_Work to complete_
Pick out every line in the records that contains the string "green", matching case exactly, and copy each of those lines.

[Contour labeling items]
- - -

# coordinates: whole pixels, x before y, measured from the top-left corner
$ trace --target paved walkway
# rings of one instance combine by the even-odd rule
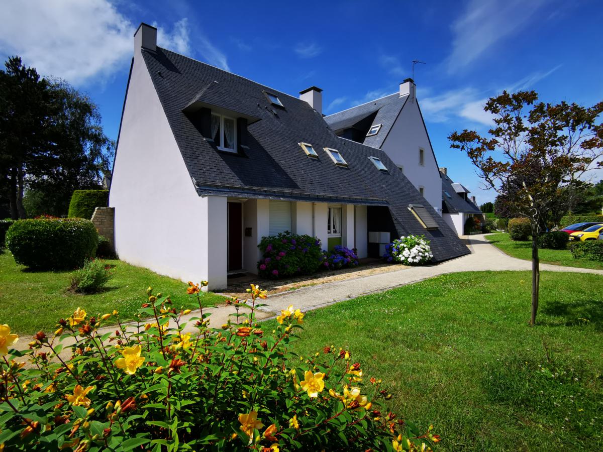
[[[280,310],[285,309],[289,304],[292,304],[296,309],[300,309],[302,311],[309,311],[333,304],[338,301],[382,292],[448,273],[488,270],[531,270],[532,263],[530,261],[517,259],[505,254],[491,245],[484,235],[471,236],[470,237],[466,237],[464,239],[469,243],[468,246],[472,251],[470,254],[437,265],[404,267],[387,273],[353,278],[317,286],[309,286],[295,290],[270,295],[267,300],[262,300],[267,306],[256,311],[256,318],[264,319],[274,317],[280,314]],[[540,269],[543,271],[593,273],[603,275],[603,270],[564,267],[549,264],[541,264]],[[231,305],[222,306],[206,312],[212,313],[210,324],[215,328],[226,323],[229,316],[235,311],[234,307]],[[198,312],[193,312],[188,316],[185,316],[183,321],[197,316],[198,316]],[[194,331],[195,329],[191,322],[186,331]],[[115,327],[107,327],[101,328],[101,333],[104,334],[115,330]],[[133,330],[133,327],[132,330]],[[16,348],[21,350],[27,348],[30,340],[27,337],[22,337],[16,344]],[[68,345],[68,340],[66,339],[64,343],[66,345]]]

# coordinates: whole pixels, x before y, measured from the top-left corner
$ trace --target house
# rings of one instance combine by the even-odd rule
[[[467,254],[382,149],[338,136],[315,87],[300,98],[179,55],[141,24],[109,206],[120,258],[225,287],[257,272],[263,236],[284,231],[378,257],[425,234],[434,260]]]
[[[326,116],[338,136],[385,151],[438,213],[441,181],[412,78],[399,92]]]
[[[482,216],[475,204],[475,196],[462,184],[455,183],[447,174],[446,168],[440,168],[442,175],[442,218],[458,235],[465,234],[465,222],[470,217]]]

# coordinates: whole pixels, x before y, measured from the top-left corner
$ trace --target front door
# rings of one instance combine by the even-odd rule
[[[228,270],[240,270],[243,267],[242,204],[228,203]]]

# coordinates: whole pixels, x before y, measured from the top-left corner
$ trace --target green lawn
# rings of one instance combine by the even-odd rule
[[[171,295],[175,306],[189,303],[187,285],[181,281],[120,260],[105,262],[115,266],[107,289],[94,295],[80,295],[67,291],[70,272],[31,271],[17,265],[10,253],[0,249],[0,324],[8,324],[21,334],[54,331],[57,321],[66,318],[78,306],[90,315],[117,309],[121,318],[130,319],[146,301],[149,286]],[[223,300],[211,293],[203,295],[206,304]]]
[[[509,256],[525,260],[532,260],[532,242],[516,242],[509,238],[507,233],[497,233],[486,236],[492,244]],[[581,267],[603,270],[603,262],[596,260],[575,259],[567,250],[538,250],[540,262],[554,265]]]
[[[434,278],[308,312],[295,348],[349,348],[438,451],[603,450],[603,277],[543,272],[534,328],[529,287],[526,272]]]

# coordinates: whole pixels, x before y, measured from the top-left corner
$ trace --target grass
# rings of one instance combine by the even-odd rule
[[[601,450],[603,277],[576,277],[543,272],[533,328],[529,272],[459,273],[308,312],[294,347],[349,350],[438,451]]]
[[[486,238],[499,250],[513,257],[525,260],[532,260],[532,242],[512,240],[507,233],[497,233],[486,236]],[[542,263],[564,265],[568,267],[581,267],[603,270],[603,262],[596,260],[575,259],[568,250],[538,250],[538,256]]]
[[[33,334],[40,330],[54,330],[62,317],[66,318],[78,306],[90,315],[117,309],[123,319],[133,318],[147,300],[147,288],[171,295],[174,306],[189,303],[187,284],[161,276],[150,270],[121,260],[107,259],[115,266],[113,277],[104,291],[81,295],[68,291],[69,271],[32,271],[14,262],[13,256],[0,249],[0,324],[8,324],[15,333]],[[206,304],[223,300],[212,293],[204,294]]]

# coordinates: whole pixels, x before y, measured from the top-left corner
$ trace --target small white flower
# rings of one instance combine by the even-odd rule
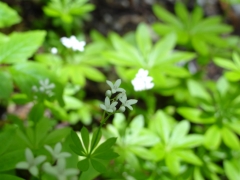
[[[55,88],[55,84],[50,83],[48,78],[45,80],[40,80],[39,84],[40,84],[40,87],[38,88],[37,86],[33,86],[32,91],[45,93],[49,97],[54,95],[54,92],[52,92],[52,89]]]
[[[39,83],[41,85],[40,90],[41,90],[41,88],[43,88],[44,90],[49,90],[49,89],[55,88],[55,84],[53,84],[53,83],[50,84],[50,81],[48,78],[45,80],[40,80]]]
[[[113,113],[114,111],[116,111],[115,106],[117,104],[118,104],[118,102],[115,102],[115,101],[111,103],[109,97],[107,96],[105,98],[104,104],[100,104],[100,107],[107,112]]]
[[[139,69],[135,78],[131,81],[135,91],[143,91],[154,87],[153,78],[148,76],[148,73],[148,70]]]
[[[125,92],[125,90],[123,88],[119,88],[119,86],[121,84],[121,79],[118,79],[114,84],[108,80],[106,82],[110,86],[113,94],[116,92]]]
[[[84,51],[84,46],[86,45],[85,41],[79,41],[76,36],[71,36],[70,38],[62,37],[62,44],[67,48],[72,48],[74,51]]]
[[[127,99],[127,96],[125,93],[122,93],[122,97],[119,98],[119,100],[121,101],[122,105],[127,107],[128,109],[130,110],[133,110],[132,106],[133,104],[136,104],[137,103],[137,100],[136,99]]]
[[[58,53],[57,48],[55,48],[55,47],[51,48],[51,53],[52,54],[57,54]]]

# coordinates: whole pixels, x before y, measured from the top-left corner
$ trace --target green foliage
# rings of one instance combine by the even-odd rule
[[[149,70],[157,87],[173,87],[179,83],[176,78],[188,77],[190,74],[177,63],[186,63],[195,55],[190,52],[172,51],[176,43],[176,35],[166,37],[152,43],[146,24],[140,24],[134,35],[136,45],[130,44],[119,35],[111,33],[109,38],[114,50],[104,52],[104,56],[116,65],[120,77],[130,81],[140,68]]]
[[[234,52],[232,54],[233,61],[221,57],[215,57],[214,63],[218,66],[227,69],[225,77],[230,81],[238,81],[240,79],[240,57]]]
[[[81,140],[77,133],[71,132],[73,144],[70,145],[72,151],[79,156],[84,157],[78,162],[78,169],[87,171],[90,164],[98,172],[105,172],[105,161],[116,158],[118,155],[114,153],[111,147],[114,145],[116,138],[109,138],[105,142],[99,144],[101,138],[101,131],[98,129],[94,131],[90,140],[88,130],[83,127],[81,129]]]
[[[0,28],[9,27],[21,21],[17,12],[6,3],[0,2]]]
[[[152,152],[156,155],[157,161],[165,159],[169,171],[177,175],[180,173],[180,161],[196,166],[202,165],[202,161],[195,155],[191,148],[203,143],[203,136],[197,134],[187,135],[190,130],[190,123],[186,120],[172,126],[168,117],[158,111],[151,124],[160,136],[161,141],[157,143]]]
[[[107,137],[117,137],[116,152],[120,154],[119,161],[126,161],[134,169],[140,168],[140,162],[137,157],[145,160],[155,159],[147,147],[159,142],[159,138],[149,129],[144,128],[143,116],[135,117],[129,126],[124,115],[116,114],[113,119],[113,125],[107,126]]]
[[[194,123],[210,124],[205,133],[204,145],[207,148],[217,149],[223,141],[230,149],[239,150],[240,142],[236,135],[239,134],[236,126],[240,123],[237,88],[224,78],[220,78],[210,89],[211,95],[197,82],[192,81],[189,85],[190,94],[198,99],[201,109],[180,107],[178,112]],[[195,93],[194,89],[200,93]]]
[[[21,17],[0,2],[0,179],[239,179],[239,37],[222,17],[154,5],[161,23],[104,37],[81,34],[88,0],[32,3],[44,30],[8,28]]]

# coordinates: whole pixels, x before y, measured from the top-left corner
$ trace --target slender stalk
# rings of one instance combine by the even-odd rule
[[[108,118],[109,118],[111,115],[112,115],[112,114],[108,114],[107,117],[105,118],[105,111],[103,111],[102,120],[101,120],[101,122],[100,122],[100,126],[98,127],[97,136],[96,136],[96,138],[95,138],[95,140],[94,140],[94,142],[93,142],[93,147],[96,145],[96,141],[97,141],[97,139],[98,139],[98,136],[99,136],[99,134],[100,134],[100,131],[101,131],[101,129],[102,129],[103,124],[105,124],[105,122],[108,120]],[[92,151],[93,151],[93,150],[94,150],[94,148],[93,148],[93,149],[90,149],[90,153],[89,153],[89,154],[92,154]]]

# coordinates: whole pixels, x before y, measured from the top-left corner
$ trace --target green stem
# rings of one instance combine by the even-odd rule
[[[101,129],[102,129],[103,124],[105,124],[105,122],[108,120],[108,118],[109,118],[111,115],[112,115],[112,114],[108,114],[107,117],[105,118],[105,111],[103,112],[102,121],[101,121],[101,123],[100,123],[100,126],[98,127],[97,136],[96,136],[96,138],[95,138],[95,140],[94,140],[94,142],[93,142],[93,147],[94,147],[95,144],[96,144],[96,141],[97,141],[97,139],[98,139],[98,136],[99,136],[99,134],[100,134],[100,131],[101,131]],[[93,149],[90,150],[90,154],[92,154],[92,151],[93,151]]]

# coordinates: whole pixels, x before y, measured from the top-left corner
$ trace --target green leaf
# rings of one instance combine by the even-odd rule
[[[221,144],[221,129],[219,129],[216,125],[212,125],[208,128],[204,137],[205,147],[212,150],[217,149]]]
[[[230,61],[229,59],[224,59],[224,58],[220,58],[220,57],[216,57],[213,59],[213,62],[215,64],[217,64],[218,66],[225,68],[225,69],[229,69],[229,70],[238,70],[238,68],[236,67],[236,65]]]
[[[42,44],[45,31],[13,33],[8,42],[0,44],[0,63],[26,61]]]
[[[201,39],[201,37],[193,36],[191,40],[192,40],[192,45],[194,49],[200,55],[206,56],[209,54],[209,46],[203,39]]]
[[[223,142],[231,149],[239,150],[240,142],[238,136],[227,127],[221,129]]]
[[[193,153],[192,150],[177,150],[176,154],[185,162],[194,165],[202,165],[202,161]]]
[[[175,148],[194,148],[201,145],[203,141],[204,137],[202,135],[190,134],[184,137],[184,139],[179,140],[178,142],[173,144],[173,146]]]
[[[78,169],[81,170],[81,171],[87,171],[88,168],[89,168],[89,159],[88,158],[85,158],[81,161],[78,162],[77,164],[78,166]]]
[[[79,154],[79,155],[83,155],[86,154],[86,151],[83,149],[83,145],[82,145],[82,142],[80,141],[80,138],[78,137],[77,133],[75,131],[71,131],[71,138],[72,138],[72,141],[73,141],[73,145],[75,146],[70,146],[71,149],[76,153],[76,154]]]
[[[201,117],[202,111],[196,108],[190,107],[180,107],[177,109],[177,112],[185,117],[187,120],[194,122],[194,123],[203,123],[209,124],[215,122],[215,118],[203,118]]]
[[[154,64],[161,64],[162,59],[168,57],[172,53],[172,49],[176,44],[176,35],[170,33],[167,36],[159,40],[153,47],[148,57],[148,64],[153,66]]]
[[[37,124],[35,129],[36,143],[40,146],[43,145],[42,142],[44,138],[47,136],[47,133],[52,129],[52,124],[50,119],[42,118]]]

- - -

_Exercise result_
$ trace --target green lawn
$ trace --target green foliage
$ trace --target green stem
$ trace --target green leaf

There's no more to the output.